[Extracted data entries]
-- Begin --

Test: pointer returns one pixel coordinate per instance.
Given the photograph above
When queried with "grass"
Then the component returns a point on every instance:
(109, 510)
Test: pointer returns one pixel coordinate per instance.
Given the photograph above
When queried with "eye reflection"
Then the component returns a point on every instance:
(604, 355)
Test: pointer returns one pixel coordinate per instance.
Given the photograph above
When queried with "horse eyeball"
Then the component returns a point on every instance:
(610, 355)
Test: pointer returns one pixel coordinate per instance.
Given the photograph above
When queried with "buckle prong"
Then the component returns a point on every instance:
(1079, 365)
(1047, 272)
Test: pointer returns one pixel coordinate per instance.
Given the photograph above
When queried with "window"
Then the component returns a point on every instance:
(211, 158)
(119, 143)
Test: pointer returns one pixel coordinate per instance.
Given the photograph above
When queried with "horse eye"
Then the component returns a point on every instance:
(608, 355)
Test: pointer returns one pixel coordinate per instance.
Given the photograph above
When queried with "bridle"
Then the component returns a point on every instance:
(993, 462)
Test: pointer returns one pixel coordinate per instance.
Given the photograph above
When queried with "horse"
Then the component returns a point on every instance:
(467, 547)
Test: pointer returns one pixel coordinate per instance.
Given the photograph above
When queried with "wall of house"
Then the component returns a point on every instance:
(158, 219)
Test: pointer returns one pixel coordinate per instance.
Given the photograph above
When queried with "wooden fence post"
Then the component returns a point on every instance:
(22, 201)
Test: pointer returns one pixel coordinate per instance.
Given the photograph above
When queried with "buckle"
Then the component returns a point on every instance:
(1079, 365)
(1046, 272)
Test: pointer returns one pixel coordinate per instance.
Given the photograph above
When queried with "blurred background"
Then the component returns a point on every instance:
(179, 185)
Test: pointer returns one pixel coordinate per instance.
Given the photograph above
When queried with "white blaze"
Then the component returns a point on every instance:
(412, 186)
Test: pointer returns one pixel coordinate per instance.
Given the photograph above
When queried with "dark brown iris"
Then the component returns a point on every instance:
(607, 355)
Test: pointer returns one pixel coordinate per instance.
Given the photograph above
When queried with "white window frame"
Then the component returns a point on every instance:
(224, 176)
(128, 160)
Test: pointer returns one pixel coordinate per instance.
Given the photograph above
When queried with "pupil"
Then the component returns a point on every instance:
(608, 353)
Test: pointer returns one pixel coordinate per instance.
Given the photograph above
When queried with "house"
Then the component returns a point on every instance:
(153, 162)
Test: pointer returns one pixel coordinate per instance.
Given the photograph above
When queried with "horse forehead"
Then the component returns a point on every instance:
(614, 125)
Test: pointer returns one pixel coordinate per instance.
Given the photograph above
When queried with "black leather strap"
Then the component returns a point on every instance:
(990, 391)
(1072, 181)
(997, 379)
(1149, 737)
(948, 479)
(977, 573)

-- End --

### Written instruction
Please convert every line of the items above into a JSON list of strings, with one string per line and blank lines left out.

### Worked answer
[
  "Test: pointer returns one pixel coordinate per instance.",
  "Given the photograph above",
  "When queried with \"grass\"",
  "Then the component returns a point on every instance:",
  "(109, 510)",
  "Test: pointer returns one pixel coordinate per instance.",
  "Given the photograph above",
  "When queried with \"eye reflection\"",
  "Then the component returns a point on every instance:",
  "(604, 355)",
  "Test: pointer returns one pixel coordinate per instance.",
  "Given the photograph above",
  "When queried with \"horse eyeball\"",
  "Then the component returns a point on every instance:",
  "(610, 355)",
  "Test: pointer returns one pixel coordinate per instance.",
  "Given the photograph above",
  "When queried with \"buckle prong\"",
  "Then the component returns a point on every instance:",
  "(1079, 365)",
  "(1047, 272)",
  "Test: pointer returns one pixel coordinate per instance.",
  "Given the photograph above",
  "When queried with \"window\"",
  "Then the component returns a point on every instance:",
  "(211, 158)",
  "(119, 143)",
  "Test: pointer returns one pixel coordinate per instance.",
  "Given the photograph above",
  "When queried with \"horse eye\"",
  "Then the component returns a point on every instance:",
  "(608, 355)",
  "Test: pointer returns one pixel coordinate per instance.",
  "Given the photograph above",
  "When queried with \"bridle\"",
  "Then the component returns a point on every instance:",
  "(993, 462)",
  "Test: pointer returns one pixel coordinate per instance.",
  "Given the photograph above",
  "When queried with \"horse\"",
  "Then the component returns a point on every instance:",
  "(467, 547)",
  "Test: pointer returns one pixel coordinate per instance.",
  "Given the photograph above",
  "When queried with \"wall of house\"",
  "Then the component returns a point on every instance:",
  "(158, 219)",
  "Test: pointer returns one pixel coordinate per instance.",
  "Given the photograph above",
  "When queried with \"wooden fence post\"",
  "Then the component returns a point on every instance:",
  "(22, 201)",
  "Test: pointer returns one pixel coordinate per instance.",
  "Given the photograph above",
  "When queried with \"buckle\"",
  "Then the component returns a point on every instance:",
  "(1079, 365)",
  "(1046, 272)",
  "Test: pointer returns one pixel coordinate per instance.",
  "Given the photograph above",
  "When queried with \"blurred background\"",
  "Then the component returns a point on every instance:",
  "(179, 185)",
  "Test: pointer returns one pixel coordinate per instance.",
  "Given the photograph above",
  "When queried with \"white blaze\"",
  "Then the component returns a point on every instance:",
  "(412, 186)",
  "Test: pointer returns one pixel coordinate per instance.",
  "Given the photograph above",
  "When queried with \"dark brown iris\"",
  "Then the component returns a point on every instance:",
  "(607, 355)",
  "Test: pointer returns one pixel coordinate per instance.",
  "Given the photograph above",
  "When queried with \"white window frame\"",
  "Then the component returns a point on every instance:",
  "(224, 176)",
  "(128, 160)",
  "Test: pointer returns one pixel coordinate per instance.",
  "Given the photograph above",
  "When queried with \"pupil\"",
  "Then the component returns a point on every instance:",
  "(608, 353)",
  "Test: pointer returns one pixel coordinate per instance.",
  "Given the photograph above",
  "When queried with \"house\"",
  "Then the component returns a point on every instance:",
  "(153, 162)",
  "Test: pointer returns one pixel coordinate per instance.",
  "Given the photograph above",
  "When queried with \"horse forehead\"",
  "Then the component returns a point on every instance:",
  "(614, 125)",
  "Test: pointer returns one pixel coordinate per instance.",
  "Given the photograph above",
  "When queried with \"black leather strap\"",
  "Then the component returns a point on every instance:",
  "(990, 391)",
  "(1072, 181)",
  "(997, 379)",
  "(1149, 737)",
  "(948, 479)",
  "(977, 573)"
]